_解くべき問題:_
A – 患者の体験談で、語り手が病気にかかった年齢をすべて挙げよ。
B – 患者の体験談を、最後の文の後から書き継げ。

_提示された抜粋:_
+ + + + + + +
「制度に支えられているのはわかっている、でもなりたくてなった病気じゃない」
小林 真さん/慢性骨髄性白血病(NPO法人 患者スピーカーバンク理事長)
僕は21歳、24歳、29歳で骨巨細胞腫に罹患して、それぞれ手術と3~4カ月近い入院をしました。さらに38歳で慢性骨髄性白血病に罹患し、分子標的薬を内服する治療を12年間、続けています。
巨細胞腫の治療では、それぞれ100万円以上はかかったと思います。当時は若かったこともあり親が援助してくれましたが、裕福ではないので大変な負担をさせてしまったとずっと申し訳なく思っています。もちろん高額療養費制度を利用し、これがなければとても払えなかったでしょう。
+ + + + + + +
_提示項目:_

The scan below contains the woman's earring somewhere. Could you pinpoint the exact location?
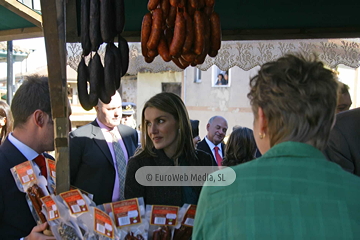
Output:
[259,133,266,139]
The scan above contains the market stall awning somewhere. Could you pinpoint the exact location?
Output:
[67,38,360,75]
[66,0,360,42]
[0,0,43,41]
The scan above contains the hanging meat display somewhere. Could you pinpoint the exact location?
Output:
[141,0,221,69]
[77,0,129,111]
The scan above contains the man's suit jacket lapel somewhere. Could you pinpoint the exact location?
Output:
[118,124,132,158]
[91,120,114,165]
[1,138,27,166]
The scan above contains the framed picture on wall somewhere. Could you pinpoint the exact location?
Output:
+ + + + + + +
_課題の解答:_
A – 21歳、24歳、29歳、38歳

B –
慢性骨髄性白血病の治療は入院することもなく、分子標的薬を1日2錠服用します。薬価は1錠で約1万円するため、3カ月分の処方を3割負担で窓口支払いすると50万円ほどになります。薬代だけで年間約200万円かかるところを高額療養費制度によって、なんとか払える額に抑えられていますが、生涯にわたって飲み続けなければならない。現在は副作用の影響で休薬しているので制度は使っていませんが、治療や不安から解放されたわけではありません。
社会人になってから、ずっと働いて治療費を稼いでいる感覚です。いつ、どのタイミングでまた多額の医療費がかかるかわからないし、大したことのない病気や怪我でもよけいに検査が必要になることも多いから、使えるお金はとにかく貯金に回しました。健康な20代、30代なら楽しむような旅行や食事、交友関係などに使う気にもなれず、恋愛も経済的な負担があるから考えられないと思っていました。
とにかく将来が不安で、どれだけお金がかかるのか、10年生きるのにいくらあればいいのかと計算せずにはおれなかった。仕事を辞めるなんて絶対に無理だし、正社員であり続けなければならない。そのためにはしんどくても、平気な顔で働き続けなければなりません。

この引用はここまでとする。